**Problem description**
Return each line of the records below that contains the string "reflection", treating uppercase and lowercase as different.

**Supplied data**

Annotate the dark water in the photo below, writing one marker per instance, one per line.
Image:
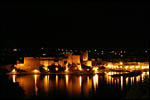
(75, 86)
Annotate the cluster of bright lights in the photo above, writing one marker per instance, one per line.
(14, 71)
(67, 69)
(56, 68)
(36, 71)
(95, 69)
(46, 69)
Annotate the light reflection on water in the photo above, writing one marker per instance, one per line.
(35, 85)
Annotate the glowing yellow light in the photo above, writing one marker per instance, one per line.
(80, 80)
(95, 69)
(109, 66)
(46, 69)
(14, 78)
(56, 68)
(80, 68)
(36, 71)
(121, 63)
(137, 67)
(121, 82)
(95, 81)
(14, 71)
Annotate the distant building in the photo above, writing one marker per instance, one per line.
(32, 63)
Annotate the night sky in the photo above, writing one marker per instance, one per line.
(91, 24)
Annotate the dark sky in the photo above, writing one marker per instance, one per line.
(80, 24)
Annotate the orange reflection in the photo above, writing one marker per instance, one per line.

...

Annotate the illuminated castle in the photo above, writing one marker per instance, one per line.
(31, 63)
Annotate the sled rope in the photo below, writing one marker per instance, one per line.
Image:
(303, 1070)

**Expected answer**
Annotate the light reflection on water in the photo above, writing one marker per instance, one per line.
Annotate the orange reflection in the photo above, writing one marker per instance, one per line.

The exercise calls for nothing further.